## Text excerpt
====

Back to GSoC 2021 projects
- Project Name: Direct Code Execution Modernization
- Student: Parth Pratim Chatterjee
- Mentors: Tom Henderson, Apoorva Bhargava, Vivek Jain
- Project Goals: DCE currently makes use of net-next-nuse to extend the Linux kernel internals like the networking stack to host applications but over the years the project hasn't been updated with the latest releases of the Linux kernel. As Linux progressed with newer releases, a major part of the source code changed, making previous glue code incompatible with the newer implementations of the network stack as some of the init calls and function usage changed significantly making migration to newer releases non-trivial. This project aims at enabling support for latest Linux kernel features and toolchains in the DCE environment with support for the socket networking stack, sysctl interfaces, system call access, etc. without any changes to the user APIs currently being used by host applications. The project aims at incorporating the LKL(Linux Kernel Library) into the DCE environment for host applications to effortlessly make use of Linux kernel stacks with minimum to no change in existing simulation scripts.
- About Me: I'm a freshman Computer Science undergraduate student at Kalinga Institute of Industrial Technology, Bhubaneshwar, India. I have a keen interest in Linux internals and computer networking. I was a grand prize winner at Google Code-In, 2018 for ns-3 organization, which helped me initially get introduced to DCE. I have an aptitude for Competitive Programming and heavily make use of C/C++, STL and other OOP concepts in solving algorithmic puzzles. I have an experience with C/C++ and Python of more than 3 years, working on projects for numerous Hackathons.

====

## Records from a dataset
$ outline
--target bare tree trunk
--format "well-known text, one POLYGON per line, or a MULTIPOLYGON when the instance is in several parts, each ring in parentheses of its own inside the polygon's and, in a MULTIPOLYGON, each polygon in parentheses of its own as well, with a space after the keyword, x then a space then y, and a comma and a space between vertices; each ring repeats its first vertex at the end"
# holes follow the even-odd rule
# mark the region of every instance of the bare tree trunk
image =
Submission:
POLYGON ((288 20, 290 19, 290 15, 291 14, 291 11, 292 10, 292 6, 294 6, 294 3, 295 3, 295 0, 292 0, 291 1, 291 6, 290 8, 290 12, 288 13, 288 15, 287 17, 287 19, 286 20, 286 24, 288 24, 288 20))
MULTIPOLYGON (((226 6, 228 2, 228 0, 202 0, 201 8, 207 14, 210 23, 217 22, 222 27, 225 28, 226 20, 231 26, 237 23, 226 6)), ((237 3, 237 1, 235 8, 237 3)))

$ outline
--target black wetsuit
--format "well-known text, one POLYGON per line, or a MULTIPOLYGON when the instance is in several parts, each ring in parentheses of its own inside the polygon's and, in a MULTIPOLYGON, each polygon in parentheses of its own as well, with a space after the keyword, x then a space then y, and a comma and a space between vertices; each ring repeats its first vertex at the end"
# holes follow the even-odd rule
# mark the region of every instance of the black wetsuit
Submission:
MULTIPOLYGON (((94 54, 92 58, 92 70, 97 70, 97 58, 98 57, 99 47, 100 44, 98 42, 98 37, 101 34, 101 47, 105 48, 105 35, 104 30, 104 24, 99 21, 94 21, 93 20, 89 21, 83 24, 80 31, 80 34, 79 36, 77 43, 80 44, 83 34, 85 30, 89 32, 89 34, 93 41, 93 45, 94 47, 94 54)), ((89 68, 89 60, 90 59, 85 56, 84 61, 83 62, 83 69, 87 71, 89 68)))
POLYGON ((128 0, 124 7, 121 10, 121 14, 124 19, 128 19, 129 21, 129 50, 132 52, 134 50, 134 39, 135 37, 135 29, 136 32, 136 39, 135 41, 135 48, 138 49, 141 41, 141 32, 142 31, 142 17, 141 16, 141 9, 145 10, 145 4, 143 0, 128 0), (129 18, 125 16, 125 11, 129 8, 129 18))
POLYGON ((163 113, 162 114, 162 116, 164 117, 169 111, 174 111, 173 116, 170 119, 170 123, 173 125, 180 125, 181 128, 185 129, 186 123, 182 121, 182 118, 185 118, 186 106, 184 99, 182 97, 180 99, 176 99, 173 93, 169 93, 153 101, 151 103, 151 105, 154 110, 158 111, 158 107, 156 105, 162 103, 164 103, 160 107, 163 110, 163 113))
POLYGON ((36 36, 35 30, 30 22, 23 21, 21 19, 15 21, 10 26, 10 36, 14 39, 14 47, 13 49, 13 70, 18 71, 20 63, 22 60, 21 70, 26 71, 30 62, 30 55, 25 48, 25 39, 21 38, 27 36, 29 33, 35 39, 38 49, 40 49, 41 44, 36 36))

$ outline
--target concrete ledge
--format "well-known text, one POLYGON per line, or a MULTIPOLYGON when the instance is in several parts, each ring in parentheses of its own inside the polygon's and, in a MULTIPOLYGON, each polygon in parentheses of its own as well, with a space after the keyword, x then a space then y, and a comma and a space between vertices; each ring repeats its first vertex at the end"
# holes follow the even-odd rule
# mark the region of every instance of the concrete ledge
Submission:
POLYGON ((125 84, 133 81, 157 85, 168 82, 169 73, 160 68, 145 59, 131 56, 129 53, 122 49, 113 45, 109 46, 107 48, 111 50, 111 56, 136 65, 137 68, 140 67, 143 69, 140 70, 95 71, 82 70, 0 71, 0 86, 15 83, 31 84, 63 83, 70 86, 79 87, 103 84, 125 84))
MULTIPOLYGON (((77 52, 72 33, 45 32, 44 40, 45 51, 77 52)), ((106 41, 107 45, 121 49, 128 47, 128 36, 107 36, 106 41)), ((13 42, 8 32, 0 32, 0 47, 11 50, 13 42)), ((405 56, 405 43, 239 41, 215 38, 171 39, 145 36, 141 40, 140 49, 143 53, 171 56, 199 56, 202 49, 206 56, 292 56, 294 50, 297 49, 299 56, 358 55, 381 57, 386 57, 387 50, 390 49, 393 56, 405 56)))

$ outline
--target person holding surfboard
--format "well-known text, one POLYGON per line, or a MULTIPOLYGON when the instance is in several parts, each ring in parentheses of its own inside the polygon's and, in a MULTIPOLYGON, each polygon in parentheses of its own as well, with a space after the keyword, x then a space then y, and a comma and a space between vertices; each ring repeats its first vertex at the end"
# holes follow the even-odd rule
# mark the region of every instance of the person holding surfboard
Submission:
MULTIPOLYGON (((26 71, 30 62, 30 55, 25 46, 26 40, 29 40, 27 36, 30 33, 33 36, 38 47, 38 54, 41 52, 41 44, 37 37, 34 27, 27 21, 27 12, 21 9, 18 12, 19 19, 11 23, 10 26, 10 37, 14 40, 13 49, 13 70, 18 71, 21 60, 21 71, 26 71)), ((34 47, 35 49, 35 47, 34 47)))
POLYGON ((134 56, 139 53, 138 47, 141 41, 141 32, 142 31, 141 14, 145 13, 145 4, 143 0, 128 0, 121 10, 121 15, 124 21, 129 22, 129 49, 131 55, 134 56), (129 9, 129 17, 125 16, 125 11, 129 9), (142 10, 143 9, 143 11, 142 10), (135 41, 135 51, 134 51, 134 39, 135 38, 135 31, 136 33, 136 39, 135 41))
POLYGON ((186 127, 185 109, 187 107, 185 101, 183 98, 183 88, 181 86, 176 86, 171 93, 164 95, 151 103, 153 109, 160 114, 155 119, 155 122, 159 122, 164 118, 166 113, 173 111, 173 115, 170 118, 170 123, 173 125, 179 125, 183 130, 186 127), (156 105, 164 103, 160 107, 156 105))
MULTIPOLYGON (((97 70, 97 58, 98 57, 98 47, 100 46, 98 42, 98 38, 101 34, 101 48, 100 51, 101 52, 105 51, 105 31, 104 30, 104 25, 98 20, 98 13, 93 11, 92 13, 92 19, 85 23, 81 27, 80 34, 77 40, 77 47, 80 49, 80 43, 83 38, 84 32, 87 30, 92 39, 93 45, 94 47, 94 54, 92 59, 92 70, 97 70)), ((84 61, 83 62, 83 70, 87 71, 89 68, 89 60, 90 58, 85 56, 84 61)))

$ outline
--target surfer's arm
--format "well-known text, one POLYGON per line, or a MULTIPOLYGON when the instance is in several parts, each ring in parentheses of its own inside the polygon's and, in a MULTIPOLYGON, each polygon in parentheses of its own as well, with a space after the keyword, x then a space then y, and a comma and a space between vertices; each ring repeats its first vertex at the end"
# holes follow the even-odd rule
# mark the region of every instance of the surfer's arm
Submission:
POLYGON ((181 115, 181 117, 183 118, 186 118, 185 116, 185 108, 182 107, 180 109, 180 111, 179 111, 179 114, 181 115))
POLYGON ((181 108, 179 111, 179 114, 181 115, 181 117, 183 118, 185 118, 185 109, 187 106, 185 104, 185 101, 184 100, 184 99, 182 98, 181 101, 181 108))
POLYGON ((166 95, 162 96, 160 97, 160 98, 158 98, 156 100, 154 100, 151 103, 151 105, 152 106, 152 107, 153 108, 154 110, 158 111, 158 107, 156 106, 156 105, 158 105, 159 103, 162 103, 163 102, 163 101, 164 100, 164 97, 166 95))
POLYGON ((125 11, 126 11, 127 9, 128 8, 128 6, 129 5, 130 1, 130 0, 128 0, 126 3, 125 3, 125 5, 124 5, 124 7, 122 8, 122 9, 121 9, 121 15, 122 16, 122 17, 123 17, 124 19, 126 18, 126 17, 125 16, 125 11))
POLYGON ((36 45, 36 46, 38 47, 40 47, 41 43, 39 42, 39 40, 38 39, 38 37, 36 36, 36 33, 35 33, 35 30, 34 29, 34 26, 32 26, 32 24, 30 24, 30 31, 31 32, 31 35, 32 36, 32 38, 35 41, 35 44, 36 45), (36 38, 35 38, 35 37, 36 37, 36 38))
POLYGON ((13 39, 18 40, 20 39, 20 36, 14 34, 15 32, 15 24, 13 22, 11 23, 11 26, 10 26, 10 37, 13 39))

====

## Work to do
[a] Decide whether each statement agrees with the DCE project summary, answering yes or no and quoting the exact words of the summary that settle it: (i) the project is meant to require large changes to existing simulation scripts; (ii) the student won a grand prize at Google Code-In 2018 for the ns-3 organization; (iii) the student has used C/C++ and Python for more than three years.
[b] Duplicate everything in the DCE project summary from "- About Me: I'm" down to "for numerous Hackathons.".
[c] Go on with the DCE project summary from the point where it stops.

## Written responses
[a]
(i) No: "with minimum to no change in existing simulation scripts"
(ii) Yes: "I was a grand prize winner at Google Code-In, 2018 for ns-3 organization"
(iii) Yes: "I have an experience with C/C++ and Python of more than 3 years"

[b]
- About Me: I'm a freshman Computer Science undergraduate student at Kalinga Institute of Industrial Technology, Bhubaneshwar, India. I have a keen interest in Linux internals and computer networking. I was a grand prize winner at Google Code-In, 2018 for ns-3 organization, which helped me initially get introduced to DCE. I have an aptitude for Competitive Programming and heavily make use of C/C++, STL and other OOP concepts in solving algorithmic puzzles. I have an experience with C/C++ and Python of more than 3 years, working on projects for numerous Hackathons.

[c]
Milestones and Deliverables
- Phase 1
- Add links to kernel exported functions in KernelHandle, used in DCE.
- Fill up DceHandle struct with function references to DCE exported functions.
- Implement all the host functions, link it to custom written mutex, semaphore and pthread functions, create the lkl_host_ops structure, initialize kernel with lkl_start_kernel.
- Implement the sim_init method.
- Phase 2
- Add support for socket networking and netdevices interface functions which will be exported to DCE.
- Phase 3
- Add support for the new struct naming conventions.
- Add support for liblkl by default in bake, ns-3-dce wscript, custom gcc parameters like -fpermissive(without which the header files won’t compile).
- Align the sysctl usage in LinuxSocketFdFactory according to LKL.
- Modify existing examples to load liblkl.so. Fix errors and bugs that might appear in this stage.
- I thought of testing the scheduler fix for LKL which I thought of previously.
- Idea : The accept network system call depends on the following working principle. For AF_INET sockets it executes the inet_accept() function call which further sets up a few locks and other stuff and ultimately controls goes to inet_wait_for_connect(). This function is responsible for putting the current thread to TASK_INTERRUPTIBLE state and issues a schedule_timeout() which sets up a mod_timer to call back the called thread after particular amount of jiffies have passed, meanwhile it also schedules other tasks in the run queue so that while the thread which issued accept call is waiting for the call to return back with a file descriptor of the newly opened socket, we can run other tasks. This is pretty straight forward on any operating system, assume having two application, one server and one client, so while the server waits on accept, the linux scheduler schedules the client to issue a connect() call and then switches back to the server where the accept() returns back with a file descriptor on which send and recv operations could be done(in the same way as above). But, this isn't that straight forward with DCE.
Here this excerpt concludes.